# Tugas yang dikerjakan
a. Pada tahun berapa kata post-truth dinobatkan sebagai word of the year oleh Oxford Dictionary, menurut teks tentang istilah post-truth?
b. Teruskan teks tentang istilah post-truth mulai dari kalimat terakhirnya.

═════ Teks yang diberikan

Istilah post-truth beberapa tahun kebelakang ramai kembali terdengar terutama pada tahun 2016 dimana kata ini (post-truth) menjadi word of the year pada tahun itu yang dinobatkan oleh Oxford Dictionary atau kamus oxford. Menurut kamus oxford diartikan sebagai istilah yang berhubungan dengan atau mewakili situasi-situasi di mana keyakinan dan perasaan pribadi lebih berpengaruh dalam pembentukan opini publik dibanding fakta-fakta yang obyektif. Dalam kamus itu, istilah post-truth pertama kali ditemukan dalam sebuah esai tentang skandal Iran dan perang teluk, Steve tesich adalah orang menulis esai tersebut pada tahun 1992.

══════════
═════ Data yang tersedia

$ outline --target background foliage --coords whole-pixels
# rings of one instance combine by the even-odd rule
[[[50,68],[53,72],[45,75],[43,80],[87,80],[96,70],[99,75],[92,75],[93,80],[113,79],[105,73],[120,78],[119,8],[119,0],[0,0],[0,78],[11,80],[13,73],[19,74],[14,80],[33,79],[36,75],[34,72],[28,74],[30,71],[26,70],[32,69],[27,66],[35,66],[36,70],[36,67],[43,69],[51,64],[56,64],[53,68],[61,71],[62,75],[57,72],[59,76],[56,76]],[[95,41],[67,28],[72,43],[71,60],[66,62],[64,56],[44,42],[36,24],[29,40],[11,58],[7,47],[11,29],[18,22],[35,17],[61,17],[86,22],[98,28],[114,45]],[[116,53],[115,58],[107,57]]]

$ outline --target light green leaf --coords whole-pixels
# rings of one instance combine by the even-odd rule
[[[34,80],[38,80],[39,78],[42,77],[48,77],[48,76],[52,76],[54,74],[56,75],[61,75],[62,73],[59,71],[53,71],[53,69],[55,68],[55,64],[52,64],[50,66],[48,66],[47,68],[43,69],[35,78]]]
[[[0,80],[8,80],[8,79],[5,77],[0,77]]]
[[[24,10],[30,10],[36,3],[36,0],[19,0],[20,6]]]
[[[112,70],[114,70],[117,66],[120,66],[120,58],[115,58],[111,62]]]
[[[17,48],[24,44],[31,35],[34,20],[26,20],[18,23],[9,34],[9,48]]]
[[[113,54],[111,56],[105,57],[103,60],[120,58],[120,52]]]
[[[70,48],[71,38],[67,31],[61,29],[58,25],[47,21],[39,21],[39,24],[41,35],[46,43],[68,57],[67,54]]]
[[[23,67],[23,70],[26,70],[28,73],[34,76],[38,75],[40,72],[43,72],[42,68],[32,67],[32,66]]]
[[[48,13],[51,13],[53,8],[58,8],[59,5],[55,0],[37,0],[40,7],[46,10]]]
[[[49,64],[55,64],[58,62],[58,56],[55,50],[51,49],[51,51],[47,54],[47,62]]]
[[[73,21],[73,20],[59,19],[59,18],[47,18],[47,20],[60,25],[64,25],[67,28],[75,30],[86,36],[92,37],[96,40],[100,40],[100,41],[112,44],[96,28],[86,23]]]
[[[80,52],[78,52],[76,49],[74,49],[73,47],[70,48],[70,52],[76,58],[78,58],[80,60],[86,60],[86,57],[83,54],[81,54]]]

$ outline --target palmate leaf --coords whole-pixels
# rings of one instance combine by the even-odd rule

══════════
═════ Data yang tersedia

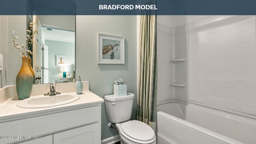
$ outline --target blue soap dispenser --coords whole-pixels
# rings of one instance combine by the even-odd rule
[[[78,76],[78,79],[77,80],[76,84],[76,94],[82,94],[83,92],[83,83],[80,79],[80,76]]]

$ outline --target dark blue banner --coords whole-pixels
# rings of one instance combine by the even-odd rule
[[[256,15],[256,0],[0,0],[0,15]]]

══════════
═════ Data yang tersedia

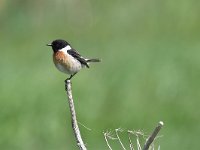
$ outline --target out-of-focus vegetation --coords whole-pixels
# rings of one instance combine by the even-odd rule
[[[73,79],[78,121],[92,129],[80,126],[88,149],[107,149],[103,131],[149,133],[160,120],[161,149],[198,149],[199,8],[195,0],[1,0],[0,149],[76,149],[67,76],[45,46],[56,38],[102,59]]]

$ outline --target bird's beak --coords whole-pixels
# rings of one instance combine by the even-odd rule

══════════

# Jawaban di bawah
a. Pada tahun 2016.

b.
Steve Tesich menuliskan bahwa opini warga negara Amerika Serikat digiring melalui pernyataan emosial, bukan fakta sebenarnya. Dalam hal Perang Teluk Persia. Duta besar Amerika Serikat untuk Irak menyatakan secara tegas bahwa perang tak bisa dihindari dan mereka telah memperingatkan presiden Irak kala itu, Saddam Hussein agar tak melanggar integritas wilayah Kuwait. Lewat pernyataan tersebut, warga Amerika Serikat meyakini bahwa Perang Teluk Persia sebagai kebijakan paling tepat. dengan kata lain, post-truth adalah dalah di balik semua itu.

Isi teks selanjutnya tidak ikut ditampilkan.